* Article *
**********

One of my most vivid childhood memories is, along with my older sister, running up the otherwise unusually empty lane that stretched from our school gate to the park road. One eye was on the multiple eyes peering out the class windows, visibly wondering why we were escaping early. My stomach was knotted with a mix of expectation and one-upmanship. Today was our day. We got to the road where the lollipop lady usually stands in service; instead, there was our dad beaming from the driver’s seat of the car. Claire jumped up front and I bounded in the back, immediately pushing my face through the front seat headrests where Papa’s hand proudly held up a Polaroid. I will always remember the smile on his face. A grainy, precious image of a wrinkly ball of red skin behind a glass case. We were in awe. The case was an incubator. The wrinkly ball was our little sister. She was named Alice.
Although it is now one of my favourite names – and practically a Lotto win when you consider Irene was their previous choice – I remember feeling distinctly perplexed by my parents’ choice. Alice. Alice. Alice. Alice, The Toddler: cute. Alice, The Blue-rinser: believable. Alice, The Teenager? I just didn’t buy it. But Alice it was and Alice it stayed. In the end I needn’t have worried about her teenage years being consumed by coping with a questionably age appropriate name because she had experienced plenty of name torture during my teenage years regularly being subjected to ‘ALICE, ALICE, WHO THE F*CK IS ALICE’ from buzzed up 16-year-old lads smelling of illicit canned cider and congratulating themselves on the hilariously original chants bestowed upon my little, unimpressed sister. By the time she was getting her own teenage cider buzz (that’s a joke, she only ever drank Tia Maria) she was singing along with gusto. She once won a VIP trip to Electric Picnic with 98FM for relaying a story about the curse of having all those people living next door to her for 24 years. Only she would win a competition with a curse as the winning punchline. She’s very posh you see, she’d have you believe ‘fock’ was an adjective.

**********

* Data supplied *
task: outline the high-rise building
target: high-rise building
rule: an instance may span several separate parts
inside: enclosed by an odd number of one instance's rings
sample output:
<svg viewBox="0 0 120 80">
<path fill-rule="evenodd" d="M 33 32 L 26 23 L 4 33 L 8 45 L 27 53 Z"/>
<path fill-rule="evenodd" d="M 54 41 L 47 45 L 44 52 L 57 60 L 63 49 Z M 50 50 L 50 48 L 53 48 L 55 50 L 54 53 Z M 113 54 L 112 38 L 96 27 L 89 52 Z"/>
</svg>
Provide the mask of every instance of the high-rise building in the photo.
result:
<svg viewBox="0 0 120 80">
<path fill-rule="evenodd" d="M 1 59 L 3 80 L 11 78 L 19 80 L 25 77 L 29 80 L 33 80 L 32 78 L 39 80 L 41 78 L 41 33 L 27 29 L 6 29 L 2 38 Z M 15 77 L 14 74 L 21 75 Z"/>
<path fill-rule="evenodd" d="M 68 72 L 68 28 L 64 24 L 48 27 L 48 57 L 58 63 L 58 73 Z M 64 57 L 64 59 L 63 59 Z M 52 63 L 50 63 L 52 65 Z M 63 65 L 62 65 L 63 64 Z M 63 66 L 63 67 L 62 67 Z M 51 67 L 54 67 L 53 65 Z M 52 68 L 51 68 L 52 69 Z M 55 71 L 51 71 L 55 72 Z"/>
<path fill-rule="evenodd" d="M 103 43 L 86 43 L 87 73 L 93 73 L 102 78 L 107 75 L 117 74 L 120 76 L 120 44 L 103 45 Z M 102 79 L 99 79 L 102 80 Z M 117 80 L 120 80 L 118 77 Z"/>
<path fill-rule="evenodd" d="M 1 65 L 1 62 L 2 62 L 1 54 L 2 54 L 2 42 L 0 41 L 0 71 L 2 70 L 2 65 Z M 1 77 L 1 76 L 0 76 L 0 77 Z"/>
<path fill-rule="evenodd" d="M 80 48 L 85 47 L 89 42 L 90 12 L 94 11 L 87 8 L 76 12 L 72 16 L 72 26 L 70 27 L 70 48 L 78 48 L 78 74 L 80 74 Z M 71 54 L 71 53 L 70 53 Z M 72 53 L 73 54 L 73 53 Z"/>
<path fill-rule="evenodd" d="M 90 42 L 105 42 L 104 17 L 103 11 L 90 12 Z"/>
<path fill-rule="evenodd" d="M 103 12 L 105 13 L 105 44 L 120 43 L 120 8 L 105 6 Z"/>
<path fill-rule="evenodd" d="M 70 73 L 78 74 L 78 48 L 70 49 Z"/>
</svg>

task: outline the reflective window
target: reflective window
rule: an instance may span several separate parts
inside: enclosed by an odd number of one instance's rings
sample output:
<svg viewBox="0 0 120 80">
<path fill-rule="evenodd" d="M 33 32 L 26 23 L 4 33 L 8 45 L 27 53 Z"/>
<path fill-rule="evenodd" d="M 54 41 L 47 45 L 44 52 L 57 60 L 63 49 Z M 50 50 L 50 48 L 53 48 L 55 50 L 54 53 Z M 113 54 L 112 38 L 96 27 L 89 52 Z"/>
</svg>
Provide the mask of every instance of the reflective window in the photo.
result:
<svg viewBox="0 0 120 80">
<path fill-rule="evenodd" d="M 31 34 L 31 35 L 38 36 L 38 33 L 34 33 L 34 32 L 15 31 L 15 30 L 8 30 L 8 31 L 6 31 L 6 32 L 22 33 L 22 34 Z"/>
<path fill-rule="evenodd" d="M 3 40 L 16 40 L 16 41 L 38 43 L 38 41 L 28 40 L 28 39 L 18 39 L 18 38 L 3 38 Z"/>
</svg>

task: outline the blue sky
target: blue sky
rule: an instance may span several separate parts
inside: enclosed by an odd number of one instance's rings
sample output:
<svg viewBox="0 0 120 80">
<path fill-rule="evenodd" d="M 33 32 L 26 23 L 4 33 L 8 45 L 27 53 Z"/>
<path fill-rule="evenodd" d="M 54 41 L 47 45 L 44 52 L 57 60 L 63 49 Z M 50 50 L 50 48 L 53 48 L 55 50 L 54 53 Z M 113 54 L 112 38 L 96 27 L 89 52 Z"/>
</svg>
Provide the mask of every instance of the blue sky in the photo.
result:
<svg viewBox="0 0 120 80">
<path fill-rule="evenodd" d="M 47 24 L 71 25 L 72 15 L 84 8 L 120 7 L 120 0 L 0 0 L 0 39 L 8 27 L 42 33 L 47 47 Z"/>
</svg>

**********

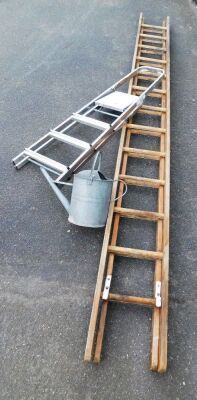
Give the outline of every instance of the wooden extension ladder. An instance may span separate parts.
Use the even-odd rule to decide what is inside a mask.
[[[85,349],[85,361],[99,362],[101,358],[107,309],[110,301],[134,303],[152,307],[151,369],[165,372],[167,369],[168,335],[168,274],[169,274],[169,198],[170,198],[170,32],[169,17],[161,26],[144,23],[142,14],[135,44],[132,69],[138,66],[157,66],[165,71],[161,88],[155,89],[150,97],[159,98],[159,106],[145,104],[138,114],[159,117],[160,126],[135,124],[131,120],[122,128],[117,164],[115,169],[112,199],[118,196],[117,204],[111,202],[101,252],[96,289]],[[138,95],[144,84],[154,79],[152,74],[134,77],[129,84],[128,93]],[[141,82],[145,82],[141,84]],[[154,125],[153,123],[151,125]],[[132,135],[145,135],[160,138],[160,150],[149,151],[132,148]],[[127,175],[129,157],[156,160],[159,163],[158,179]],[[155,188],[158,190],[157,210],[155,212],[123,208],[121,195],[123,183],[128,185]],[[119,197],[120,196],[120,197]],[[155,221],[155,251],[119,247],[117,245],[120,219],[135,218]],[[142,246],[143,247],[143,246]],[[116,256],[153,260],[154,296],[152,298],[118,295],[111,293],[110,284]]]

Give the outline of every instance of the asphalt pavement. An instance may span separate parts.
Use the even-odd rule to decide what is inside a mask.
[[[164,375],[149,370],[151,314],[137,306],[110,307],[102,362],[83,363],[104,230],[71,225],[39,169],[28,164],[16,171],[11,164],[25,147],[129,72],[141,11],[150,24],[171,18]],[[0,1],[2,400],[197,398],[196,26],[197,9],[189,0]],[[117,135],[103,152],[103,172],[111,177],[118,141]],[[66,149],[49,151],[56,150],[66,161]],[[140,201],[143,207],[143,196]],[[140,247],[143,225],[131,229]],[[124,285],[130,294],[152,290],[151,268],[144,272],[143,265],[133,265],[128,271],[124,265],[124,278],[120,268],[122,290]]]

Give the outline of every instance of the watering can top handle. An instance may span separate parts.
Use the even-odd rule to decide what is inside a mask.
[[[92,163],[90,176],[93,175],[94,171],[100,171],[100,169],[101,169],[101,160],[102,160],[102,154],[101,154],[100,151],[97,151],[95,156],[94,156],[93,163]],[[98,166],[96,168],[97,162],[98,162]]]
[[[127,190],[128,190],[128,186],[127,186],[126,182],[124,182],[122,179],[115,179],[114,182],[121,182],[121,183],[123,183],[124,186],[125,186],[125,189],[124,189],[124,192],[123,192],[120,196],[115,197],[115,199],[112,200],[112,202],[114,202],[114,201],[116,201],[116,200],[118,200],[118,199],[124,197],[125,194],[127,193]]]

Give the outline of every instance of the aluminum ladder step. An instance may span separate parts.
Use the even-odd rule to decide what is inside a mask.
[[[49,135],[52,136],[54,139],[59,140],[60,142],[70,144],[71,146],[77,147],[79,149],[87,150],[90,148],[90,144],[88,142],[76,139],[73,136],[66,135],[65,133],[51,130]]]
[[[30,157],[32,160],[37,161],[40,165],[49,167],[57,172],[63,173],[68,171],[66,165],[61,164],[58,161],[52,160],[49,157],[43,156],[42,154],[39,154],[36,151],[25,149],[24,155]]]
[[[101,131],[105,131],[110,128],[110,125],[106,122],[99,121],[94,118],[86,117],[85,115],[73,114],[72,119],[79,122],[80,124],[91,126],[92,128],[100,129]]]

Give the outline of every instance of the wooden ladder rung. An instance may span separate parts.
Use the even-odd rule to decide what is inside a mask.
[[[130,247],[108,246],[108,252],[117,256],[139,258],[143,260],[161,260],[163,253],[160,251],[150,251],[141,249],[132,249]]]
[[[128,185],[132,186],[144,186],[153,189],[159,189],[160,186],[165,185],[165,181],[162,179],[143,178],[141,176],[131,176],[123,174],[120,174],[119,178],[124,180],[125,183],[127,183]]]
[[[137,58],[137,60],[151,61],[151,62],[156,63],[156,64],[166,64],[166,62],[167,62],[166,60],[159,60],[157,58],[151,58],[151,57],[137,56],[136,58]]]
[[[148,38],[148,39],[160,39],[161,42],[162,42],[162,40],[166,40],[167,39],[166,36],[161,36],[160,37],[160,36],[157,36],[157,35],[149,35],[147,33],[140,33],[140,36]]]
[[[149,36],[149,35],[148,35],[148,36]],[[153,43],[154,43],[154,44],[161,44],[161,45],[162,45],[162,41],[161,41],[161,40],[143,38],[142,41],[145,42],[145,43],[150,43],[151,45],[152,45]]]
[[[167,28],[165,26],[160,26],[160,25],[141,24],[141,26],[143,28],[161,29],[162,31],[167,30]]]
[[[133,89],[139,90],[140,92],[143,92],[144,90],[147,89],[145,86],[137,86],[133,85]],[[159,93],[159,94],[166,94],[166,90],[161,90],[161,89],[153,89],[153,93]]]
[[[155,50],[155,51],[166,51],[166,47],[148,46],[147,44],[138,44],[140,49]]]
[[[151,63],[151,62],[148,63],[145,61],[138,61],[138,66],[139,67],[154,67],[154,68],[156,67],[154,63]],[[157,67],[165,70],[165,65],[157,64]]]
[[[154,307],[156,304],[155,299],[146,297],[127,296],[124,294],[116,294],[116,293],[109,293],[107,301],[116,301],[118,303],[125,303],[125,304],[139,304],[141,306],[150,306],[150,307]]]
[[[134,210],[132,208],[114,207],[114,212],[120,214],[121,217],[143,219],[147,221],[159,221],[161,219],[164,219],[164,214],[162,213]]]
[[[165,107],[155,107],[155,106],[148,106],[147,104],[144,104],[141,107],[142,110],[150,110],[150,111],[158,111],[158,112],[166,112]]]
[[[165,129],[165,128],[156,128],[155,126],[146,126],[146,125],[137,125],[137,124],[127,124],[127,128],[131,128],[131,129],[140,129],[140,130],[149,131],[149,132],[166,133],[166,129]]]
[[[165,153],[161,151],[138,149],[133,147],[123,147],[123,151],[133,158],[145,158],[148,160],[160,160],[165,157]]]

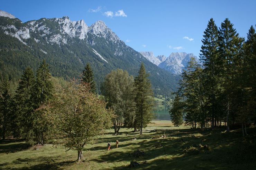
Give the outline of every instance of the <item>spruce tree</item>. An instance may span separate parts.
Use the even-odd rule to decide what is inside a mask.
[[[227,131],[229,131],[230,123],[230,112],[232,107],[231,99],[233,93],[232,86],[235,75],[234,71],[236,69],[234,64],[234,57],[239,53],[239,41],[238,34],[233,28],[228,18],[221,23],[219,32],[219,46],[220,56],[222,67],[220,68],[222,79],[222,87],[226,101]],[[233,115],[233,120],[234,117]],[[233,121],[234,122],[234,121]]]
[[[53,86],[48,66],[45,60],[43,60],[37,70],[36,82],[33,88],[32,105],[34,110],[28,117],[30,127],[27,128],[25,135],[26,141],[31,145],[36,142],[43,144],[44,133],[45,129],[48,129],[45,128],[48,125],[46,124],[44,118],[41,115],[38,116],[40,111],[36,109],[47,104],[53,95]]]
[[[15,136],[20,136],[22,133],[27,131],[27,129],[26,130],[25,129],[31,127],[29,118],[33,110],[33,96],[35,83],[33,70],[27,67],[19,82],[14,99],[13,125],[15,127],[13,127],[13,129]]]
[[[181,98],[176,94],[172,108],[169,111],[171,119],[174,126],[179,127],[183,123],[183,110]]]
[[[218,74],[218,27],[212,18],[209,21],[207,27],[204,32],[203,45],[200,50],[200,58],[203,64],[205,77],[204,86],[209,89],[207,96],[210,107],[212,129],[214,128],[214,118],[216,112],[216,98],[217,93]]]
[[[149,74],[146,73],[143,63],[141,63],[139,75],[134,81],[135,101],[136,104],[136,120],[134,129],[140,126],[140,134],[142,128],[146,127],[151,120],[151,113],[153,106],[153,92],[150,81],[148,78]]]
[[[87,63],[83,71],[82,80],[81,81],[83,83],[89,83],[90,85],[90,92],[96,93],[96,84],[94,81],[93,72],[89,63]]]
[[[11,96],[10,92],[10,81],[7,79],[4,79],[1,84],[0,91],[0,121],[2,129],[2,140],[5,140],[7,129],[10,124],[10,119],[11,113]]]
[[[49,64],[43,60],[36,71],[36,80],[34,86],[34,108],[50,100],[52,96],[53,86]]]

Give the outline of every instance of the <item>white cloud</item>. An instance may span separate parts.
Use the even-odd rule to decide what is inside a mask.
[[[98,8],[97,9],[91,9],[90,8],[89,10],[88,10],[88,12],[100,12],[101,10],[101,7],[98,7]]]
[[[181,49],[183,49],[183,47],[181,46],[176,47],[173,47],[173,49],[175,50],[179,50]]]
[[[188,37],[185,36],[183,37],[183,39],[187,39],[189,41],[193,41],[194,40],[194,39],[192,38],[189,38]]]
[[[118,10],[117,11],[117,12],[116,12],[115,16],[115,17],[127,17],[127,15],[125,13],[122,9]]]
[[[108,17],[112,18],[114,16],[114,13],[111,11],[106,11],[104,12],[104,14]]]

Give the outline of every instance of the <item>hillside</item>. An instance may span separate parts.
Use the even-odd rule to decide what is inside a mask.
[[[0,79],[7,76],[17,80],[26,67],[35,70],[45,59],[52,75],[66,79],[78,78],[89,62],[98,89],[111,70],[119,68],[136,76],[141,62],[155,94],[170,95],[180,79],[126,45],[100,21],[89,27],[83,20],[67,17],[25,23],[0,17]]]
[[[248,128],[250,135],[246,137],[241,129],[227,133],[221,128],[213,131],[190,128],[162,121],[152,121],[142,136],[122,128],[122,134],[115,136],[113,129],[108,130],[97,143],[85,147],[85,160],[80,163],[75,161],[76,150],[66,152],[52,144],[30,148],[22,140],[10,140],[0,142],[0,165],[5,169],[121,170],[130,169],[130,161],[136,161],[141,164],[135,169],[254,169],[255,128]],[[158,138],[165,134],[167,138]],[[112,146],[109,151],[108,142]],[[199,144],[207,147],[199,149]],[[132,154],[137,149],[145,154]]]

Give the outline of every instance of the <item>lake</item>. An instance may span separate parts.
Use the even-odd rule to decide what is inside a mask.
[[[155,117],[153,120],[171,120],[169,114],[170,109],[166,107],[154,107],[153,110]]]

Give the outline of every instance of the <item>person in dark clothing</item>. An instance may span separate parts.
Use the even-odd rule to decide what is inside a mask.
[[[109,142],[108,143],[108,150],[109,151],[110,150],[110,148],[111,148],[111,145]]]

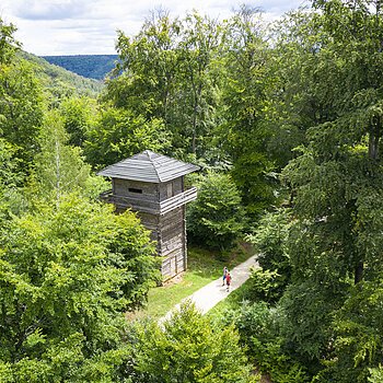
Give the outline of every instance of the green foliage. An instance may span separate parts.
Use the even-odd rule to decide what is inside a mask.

**********

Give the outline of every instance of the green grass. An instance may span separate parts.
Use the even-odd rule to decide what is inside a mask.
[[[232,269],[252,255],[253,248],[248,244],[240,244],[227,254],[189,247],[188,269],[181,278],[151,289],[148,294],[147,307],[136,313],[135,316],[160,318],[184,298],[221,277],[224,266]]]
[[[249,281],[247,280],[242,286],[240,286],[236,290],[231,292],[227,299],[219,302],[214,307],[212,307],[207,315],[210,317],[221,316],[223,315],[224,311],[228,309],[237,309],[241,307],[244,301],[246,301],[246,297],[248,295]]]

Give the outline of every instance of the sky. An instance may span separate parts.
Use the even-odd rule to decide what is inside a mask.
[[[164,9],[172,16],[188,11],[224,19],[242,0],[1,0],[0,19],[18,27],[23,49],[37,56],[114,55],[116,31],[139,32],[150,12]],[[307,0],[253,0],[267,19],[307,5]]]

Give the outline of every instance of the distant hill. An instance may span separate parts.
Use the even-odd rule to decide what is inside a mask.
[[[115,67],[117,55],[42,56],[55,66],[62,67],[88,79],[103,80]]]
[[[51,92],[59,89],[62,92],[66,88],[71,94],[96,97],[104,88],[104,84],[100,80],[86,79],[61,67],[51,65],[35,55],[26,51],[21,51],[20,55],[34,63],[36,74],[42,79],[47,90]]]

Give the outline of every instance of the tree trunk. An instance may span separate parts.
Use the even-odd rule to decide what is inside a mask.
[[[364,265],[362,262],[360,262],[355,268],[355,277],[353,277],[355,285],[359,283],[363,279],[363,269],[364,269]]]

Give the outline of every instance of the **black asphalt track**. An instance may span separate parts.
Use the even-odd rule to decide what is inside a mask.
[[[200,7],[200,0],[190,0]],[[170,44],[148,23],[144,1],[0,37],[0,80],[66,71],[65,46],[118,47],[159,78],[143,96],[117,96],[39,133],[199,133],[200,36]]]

**********

* Written task *
Please continue the essay about the younger sister named Alice, picking up after its final sentence. The records have nothing to do with this.

* Result of this exercise *
I distinctly remember my mum being pregnant with Alice or ‘our new little brother’ as we liked to call the bump (particularly my actual brother – I think he still thinks of her as his little brother). She makes it hard though, with the hair flicking and posing. She knows her angles and she’s not afraid to use them. Still, he tries to break her spirit. He enjoys that. They both reside in Melbourne with their other halves and his son, her Godson. I digress. So I was beside myself with excitement at the prospect of a little brother… or sister (just in case she reads this); I had been asking for aaaaaaaages. By now I was 6 and it was clear the dog wasn’t materialising. My older sister was also in orbit at the prospect of the new arrival. We had joint high levels of enthusiasm. My eldest sister and brother however, not so much. They’ll deny this for the sake of her feelings but we all know it’s true: the idea of our parents making Alice was enough to ruin their 14 and 15 year old lives. When she arrived they made her Godparents and I know this was compensation – and insurance so they’d have to care for her regardless. I begged to be a Godmother too and was told that I could definitely be Godmother to the next one. I was thrilled. And am still waiting.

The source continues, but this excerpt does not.